**What this exercise asks**
1. Translate this sentence from the think-tank passage into Spanish: "Think-tanks can only pretend to influence what happens."
2. Retype the think-tank passage word for word, starting with "I once had to" and going on through "with climate science.".

**Given passage**
There was an underlying rationality to all this irrationality. When a young anarchist friend pointed his finger at the tax amount on the bill at a coffee shop in South Delhi and said, “I really hate this, but my salary cheque comes from here,” I felt it perfectly illustrated a fundamental problem associated with the think-tank industry. He had just joined a government think-tank that did empirical research. But he did not believe in empirical research or mathematical modelling. He loathed the tax collector. I gathered that he was slightly embarrassed about the whole affair. Wasteful spending in the name of noble intentions is bad enough, but what if the intentions were not noble in the first place?
There are many who do not share the embarrassment, and lean on the cowardly excuse that it is hard to be honest while working on policy matters. A think-tank president had once confided to this young man and another intern that his innermost convictions contradicted his organisation’s open agenda. Not long back, I read the experience of an author who lectured at this organisation’s seminars. The think-tank long owed him some money, but the president was not willing to reply to his mails. What differentiates many of them from outright criminals is the respectability in the perception of simple-minded men.
I once had to drop plans to co-author a paper because it was impossible to agree that there can be something really wrong with writing against one’s convictions. My boss once said that he does not think too highly of the need to educate the masses, his belief in democracy notwithstanding. He was more interested in making a mark in policy. A professor in Mumbai once told me that she was surprised when this man invited politicians to a climate change conference at her university. She wondered what half-brained politicians had to do with climate science.
The common man might be easily swayed, but he has no hesitation in looking at politicians with utmost suspicion. Many think-tank men appear not to have caught up with the instinctively shrewd wisdom of the masses that politicians cannot be trusted. They pretend to live in the hope that men in power might listen. But politicians have better things to do than trifle with ideas. They might humour ‘intellectuals’ when it suits them, but in a democracy, the ultimate boss happens to be the man on the street. When the masses hate a great idea, politicians do not have enough wiggle room. Think-tanks can only pretend to influence what happens.
Liberals often allege that think-tanks serve as public relation fronts for their corporate sponsors. But the truth is that much of the funding in India is governmental. Even US think-tanks receive very little corporate funding. Though there are many think-tanks involved in sound research, non-profit organisations that do not toe the official creed have a really difficult time attracting funds. The value of their research is often dubious.
It is hardly surprising that well-connected ‘intellectuals’ flock to Delhi, where it is far easier to snatch their fair share of the government pie. There is, of course, a reason why the word ‘Washington ability’ entered our vocabulary. After leaving my job, one day, I got a call from a senior journalist who had a short stint with the Planning Commission. He was planning to start a think-tank in Delhi.

**Records**

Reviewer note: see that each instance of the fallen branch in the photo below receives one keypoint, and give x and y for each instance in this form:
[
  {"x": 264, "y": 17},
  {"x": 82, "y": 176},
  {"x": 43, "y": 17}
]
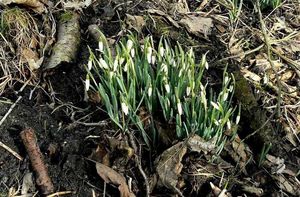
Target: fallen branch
[
  {"x": 36, "y": 158},
  {"x": 11, "y": 151}
]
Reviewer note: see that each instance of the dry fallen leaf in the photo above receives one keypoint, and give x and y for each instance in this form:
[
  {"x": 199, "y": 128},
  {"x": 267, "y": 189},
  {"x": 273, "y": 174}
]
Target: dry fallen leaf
[
  {"x": 111, "y": 176},
  {"x": 36, "y": 5},
  {"x": 197, "y": 25},
  {"x": 169, "y": 166}
]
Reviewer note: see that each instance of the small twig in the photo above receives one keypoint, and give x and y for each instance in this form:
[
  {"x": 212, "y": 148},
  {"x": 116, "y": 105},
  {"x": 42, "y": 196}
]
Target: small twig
[
  {"x": 10, "y": 110},
  {"x": 36, "y": 158},
  {"x": 11, "y": 151},
  {"x": 268, "y": 48},
  {"x": 138, "y": 162},
  {"x": 61, "y": 193}
]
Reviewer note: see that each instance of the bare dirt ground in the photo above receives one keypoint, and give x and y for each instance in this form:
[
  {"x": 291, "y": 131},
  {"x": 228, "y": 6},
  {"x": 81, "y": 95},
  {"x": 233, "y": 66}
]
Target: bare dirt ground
[{"x": 44, "y": 49}]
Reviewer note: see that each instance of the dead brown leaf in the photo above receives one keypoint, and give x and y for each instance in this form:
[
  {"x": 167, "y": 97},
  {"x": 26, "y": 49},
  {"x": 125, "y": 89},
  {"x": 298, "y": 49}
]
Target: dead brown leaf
[
  {"x": 197, "y": 25},
  {"x": 169, "y": 166},
  {"x": 36, "y": 5},
  {"x": 111, "y": 176}
]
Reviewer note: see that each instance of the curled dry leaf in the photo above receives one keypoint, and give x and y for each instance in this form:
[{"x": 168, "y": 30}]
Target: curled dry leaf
[
  {"x": 36, "y": 5},
  {"x": 111, "y": 176},
  {"x": 197, "y": 25},
  {"x": 66, "y": 47},
  {"x": 169, "y": 166},
  {"x": 198, "y": 144}
]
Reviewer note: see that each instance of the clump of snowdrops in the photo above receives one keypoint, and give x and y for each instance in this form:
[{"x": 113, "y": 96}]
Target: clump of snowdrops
[{"x": 166, "y": 82}]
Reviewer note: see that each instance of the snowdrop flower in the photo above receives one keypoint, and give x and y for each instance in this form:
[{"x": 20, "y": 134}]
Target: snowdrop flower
[
  {"x": 226, "y": 79},
  {"x": 228, "y": 123},
  {"x": 90, "y": 64},
  {"x": 167, "y": 87},
  {"x": 87, "y": 83},
  {"x": 116, "y": 63},
  {"x": 230, "y": 88},
  {"x": 225, "y": 96},
  {"x": 153, "y": 59},
  {"x": 100, "y": 46},
  {"x": 188, "y": 91},
  {"x": 121, "y": 60},
  {"x": 132, "y": 52},
  {"x": 150, "y": 91},
  {"x": 149, "y": 54},
  {"x": 124, "y": 108},
  {"x": 215, "y": 105},
  {"x": 164, "y": 68},
  {"x": 237, "y": 119},
  {"x": 179, "y": 107},
  {"x": 161, "y": 51},
  {"x": 129, "y": 45},
  {"x": 103, "y": 64}
]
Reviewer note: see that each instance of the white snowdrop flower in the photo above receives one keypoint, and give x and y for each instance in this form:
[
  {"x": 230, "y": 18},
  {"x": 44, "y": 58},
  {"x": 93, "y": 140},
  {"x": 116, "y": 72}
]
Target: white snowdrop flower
[
  {"x": 153, "y": 59},
  {"x": 132, "y": 52},
  {"x": 230, "y": 88},
  {"x": 226, "y": 79},
  {"x": 150, "y": 91},
  {"x": 237, "y": 119},
  {"x": 179, "y": 107},
  {"x": 217, "y": 122},
  {"x": 103, "y": 64},
  {"x": 87, "y": 83},
  {"x": 206, "y": 65},
  {"x": 225, "y": 96},
  {"x": 126, "y": 67},
  {"x": 215, "y": 105},
  {"x": 161, "y": 51},
  {"x": 164, "y": 68},
  {"x": 116, "y": 63},
  {"x": 129, "y": 45},
  {"x": 149, "y": 54},
  {"x": 121, "y": 60},
  {"x": 167, "y": 87},
  {"x": 124, "y": 108},
  {"x": 90, "y": 64},
  {"x": 100, "y": 46},
  {"x": 180, "y": 73},
  {"x": 188, "y": 91},
  {"x": 111, "y": 74},
  {"x": 202, "y": 87},
  {"x": 228, "y": 123}
]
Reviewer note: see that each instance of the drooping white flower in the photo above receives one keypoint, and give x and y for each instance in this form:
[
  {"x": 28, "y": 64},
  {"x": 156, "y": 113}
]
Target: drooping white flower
[
  {"x": 179, "y": 107},
  {"x": 225, "y": 96},
  {"x": 150, "y": 91},
  {"x": 167, "y": 87},
  {"x": 90, "y": 64},
  {"x": 87, "y": 83},
  {"x": 237, "y": 119},
  {"x": 153, "y": 59},
  {"x": 206, "y": 65},
  {"x": 164, "y": 68},
  {"x": 121, "y": 60},
  {"x": 161, "y": 51},
  {"x": 228, "y": 123},
  {"x": 226, "y": 79},
  {"x": 100, "y": 46},
  {"x": 149, "y": 54},
  {"x": 230, "y": 88},
  {"x": 124, "y": 108},
  {"x": 103, "y": 63},
  {"x": 129, "y": 45},
  {"x": 132, "y": 52},
  {"x": 188, "y": 91},
  {"x": 215, "y": 105}
]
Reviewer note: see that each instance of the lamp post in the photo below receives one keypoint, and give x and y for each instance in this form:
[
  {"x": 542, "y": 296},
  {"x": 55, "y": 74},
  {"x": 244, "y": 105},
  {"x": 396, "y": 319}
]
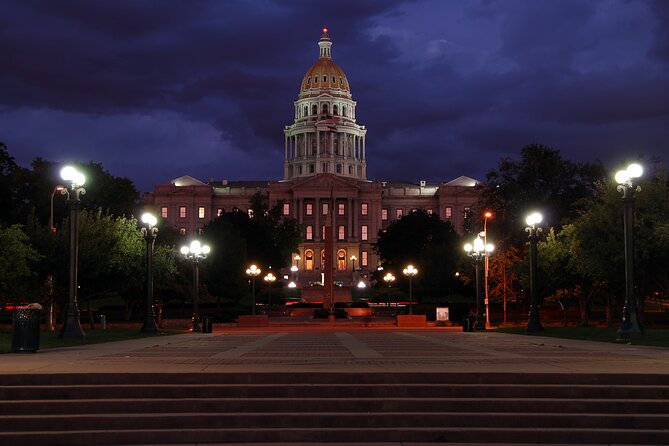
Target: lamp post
[
  {"x": 410, "y": 271},
  {"x": 196, "y": 252},
  {"x": 532, "y": 220},
  {"x": 389, "y": 278},
  {"x": 254, "y": 272},
  {"x": 630, "y": 327},
  {"x": 72, "y": 325},
  {"x": 58, "y": 188},
  {"x": 478, "y": 250},
  {"x": 486, "y": 216},
  {"x": 269, "y": 278},
  {"x": 149, "y": 232}
]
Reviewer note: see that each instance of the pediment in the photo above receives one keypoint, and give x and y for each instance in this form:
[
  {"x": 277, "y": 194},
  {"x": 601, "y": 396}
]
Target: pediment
[{"x": 326, "y": 181}]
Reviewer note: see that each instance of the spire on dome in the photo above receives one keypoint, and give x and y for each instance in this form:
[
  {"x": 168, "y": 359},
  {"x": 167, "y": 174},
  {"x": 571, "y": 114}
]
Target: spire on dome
[{"x": 325, "y": 44}]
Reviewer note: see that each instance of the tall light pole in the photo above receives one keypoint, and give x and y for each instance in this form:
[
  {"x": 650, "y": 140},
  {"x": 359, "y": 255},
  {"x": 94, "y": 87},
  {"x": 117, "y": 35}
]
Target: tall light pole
[
  {"x": 149, "y": 231},
  {"x": 196, "y": 253},
  {"x": 478, "y": 250},
  {"x": 72, "y": 324},
  {"x": 389, "y": 278},
  {"x": 58, "y": 188},
  {"x": 269, "y": 278},
  {"x": 630, "y": 327},
  {"x": 254, "y": 272},
  {"x": 486, "y": 216},
  {"x": 533, "y": 231},
  {"x": 410, "y": 271}
]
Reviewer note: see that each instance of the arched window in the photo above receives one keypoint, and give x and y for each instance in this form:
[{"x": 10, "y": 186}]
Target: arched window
[
  {"x": 341, "y": 260},
  {"x": 309, "y": 260}
]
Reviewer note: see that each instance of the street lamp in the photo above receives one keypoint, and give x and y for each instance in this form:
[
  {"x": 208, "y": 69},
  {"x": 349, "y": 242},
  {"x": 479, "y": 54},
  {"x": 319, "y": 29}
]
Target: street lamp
[
  {"x": 58, "y": 188},
  {"x": 254, "y": 272},
  {"x": 630, "y": 327},
  {"x": 478, "y": 250},
  {"x": 196, "y": 252},
  {"x": 389, "y": 278},
  {"x": 269, "y": 278},
  {"x": 72, "y": 325},
  {"x": 410, "y": 271},
  {"x": 532, "y": 220},
  {"x": 149, "y": 232},
  {"x": 486, "y": 216}
]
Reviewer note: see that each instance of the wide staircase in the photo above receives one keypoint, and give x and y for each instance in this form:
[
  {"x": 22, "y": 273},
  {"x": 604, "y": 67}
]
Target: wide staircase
[{"x": 293, "y": 408}]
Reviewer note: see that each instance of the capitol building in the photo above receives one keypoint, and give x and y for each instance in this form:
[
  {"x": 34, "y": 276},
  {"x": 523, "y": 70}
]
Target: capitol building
[{"x": 324, "y": 183}]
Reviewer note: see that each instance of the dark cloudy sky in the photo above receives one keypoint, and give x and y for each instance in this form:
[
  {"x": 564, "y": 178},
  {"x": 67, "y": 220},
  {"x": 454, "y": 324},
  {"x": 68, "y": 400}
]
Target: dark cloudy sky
[{"x": 157, "y": 89}]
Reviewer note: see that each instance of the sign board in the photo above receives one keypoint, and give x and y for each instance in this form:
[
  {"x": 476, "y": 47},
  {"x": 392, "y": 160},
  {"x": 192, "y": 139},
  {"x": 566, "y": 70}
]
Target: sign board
[{"x": 442, "y": 314}]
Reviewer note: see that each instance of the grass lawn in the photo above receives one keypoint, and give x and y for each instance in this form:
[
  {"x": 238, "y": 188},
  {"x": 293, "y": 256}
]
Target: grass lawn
[
  {"x": 49, "y": 339},
  {"x": 658, "y": 337}
]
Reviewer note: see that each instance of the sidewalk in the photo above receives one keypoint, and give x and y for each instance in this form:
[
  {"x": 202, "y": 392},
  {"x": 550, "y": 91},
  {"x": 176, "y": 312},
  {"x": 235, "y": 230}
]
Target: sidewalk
[{"x": 343, "y": 349}]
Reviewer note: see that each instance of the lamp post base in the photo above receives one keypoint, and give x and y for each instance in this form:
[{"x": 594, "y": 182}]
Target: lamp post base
[{"x": 72, "y": 327}]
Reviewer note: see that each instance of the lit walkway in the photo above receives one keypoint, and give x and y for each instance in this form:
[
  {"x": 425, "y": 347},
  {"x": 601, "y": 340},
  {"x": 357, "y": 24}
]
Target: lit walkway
[{"x": 344, "y": 349}]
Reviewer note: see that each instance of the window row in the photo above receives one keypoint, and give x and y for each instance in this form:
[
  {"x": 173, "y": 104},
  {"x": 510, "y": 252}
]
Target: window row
[
  {"x": 341, "y": 260},
  {"x": 341, "y": 232}
]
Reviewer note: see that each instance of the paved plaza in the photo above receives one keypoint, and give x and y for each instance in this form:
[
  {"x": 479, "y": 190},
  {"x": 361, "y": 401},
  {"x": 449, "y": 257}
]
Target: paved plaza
[{"x": 344, "y": 349}]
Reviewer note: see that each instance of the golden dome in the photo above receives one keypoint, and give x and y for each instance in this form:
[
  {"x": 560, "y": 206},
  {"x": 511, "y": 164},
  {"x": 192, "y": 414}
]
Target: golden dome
[{"x": 325, "y": 74}]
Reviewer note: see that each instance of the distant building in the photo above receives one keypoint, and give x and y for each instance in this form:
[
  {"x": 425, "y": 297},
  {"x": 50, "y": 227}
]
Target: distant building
[{"x": 325, "y": 174}]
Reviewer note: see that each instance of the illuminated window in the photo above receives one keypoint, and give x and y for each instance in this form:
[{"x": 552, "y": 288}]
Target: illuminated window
[
  {"x": 341, "y": 260},
  {"x": 309, "y": 260}
]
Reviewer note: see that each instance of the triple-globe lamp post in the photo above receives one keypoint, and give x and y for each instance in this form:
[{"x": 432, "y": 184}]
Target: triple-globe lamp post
[
  {"x": 149, "y": 231},
  {"x": 630, "y": 327},
  {"x": 75, "y": 180},
  {"x": 478, "y": 250},
  {"x": 196, "y": 252},
  {"x": 253, "y": 271},
  {"x": 533, "y": 230},
  {"x": 410, "y": 271}
]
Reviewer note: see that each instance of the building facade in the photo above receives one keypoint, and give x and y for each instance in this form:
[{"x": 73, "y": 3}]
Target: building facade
[{"x": 325, "y": 183}]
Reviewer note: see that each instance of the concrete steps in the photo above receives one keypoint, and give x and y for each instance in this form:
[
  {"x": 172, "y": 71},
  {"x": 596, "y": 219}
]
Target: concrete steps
[{"x": 291, "y": 408}]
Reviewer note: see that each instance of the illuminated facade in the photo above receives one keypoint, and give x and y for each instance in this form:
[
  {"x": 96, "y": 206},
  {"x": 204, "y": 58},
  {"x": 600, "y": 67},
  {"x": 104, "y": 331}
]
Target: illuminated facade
[{"x": 325, "y": 182}]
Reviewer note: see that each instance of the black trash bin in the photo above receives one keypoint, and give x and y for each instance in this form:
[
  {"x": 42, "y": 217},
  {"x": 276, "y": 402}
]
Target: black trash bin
[
  {"x": 207, "y": 322},
  {"x": 25, "y": 329},
  {"x": 468, "y": 323}
]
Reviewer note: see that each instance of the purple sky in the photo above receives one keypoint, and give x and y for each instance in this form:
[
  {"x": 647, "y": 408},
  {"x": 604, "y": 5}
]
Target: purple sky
[{"x": 158, "y": 89}]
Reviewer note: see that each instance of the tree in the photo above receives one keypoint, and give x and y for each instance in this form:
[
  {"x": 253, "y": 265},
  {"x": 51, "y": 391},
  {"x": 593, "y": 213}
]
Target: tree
[
  {"x": 429, "y": 243},
  {"x": 543, "y": 180},
  {"x": 18, "y": 282}
]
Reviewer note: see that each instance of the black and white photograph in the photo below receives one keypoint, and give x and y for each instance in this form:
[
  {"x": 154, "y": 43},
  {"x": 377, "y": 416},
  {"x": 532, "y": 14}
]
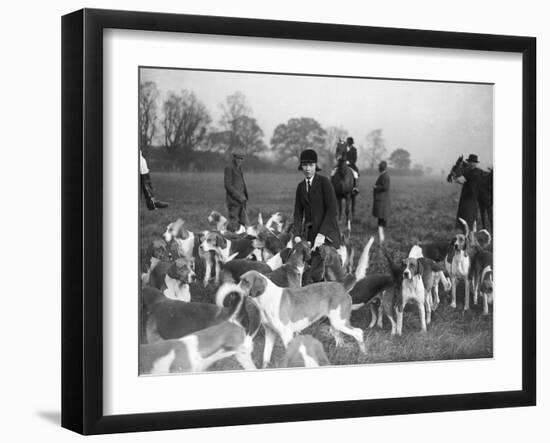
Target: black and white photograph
[{"x": 291, "y": 221}]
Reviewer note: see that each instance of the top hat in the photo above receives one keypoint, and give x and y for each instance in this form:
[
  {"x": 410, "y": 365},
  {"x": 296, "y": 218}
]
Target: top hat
[{"x": 308, "y": 156}]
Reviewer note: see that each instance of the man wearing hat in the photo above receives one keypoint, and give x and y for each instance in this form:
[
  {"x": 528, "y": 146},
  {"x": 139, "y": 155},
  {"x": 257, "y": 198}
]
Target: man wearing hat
[
  {"x": 350, "y": 155},
  {"x": 351, "y": 158},
  {"x": 315, "y": 210},
  {"x": 236, "y": 194},
  {"x": 147, "y": 186},
  {"x": 468, "y": 203}
]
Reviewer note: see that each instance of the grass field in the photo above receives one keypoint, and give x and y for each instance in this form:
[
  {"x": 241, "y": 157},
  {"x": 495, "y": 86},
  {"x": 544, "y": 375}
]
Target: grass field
[{"x": 422, "y": 209}]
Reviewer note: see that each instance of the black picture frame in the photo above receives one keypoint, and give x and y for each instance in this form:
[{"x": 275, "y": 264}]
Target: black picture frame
[{"x": 82, "y": 218}]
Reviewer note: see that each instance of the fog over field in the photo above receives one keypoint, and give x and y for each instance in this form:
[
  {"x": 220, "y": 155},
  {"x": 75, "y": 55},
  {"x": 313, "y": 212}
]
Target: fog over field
[{"x": 434, "y": 121}]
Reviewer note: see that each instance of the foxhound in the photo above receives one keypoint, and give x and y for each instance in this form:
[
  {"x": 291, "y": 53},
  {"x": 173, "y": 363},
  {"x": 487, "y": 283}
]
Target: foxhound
[
  {"x": 438, "y": 274},
  {"x": 165, "y": 319},
  {"x": 413, "y": 289},
  {"x": 486, "y": 288},
  {"x": 289, "y": 275},
  {"x": 223, "y": 251},
  {"x": 198, "y": 351},
  {"x": 288, "y": 311},
  {"x": 277, "y": 223},
  {"x": 183, "y": 239},
  {"x": 221, "y": 223},
  {"x": 156, "y": 252},
  {"x": 304, "y": 351},
  {"x": 457, "y": 264},
  {"x": 173, "y": 278},
  {"x": 482, "y": 268}
]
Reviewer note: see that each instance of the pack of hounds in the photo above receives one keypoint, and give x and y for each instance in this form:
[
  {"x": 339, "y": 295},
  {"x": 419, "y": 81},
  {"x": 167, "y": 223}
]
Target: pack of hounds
[{"x": 262, "y": 280}]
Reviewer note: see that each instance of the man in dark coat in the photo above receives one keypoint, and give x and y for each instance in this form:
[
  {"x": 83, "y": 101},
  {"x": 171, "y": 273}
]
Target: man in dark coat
[
  {"x": 381, "y": 194},
  {"x": 315, "y": 211},
  {"x": 468, "y": 203},
  {"x": 147, "y": 186},
  {"x": 351, "y": 158},
  {"x": 236, "y": 194}
]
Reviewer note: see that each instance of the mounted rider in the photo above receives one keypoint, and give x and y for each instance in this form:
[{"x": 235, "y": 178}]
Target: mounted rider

**Answers by item number**
1. Los think tanks solo pueden fingir que influyen en lo que ocurre.

2.
I once had to drop plans to co-author a paper because it was impossible to agree that there can be something really wrong with writing against one’s convictions. My boss once said that he does not think too highly of the need to educate the masses, his belief in democracy notwithstanding. He was more interested in making a mark in policy. A professor in Mumbai once told me that she was surprised when this man invited politicians to a climate change conference at her university. She wondered what half-brained politicians had to do with climate science.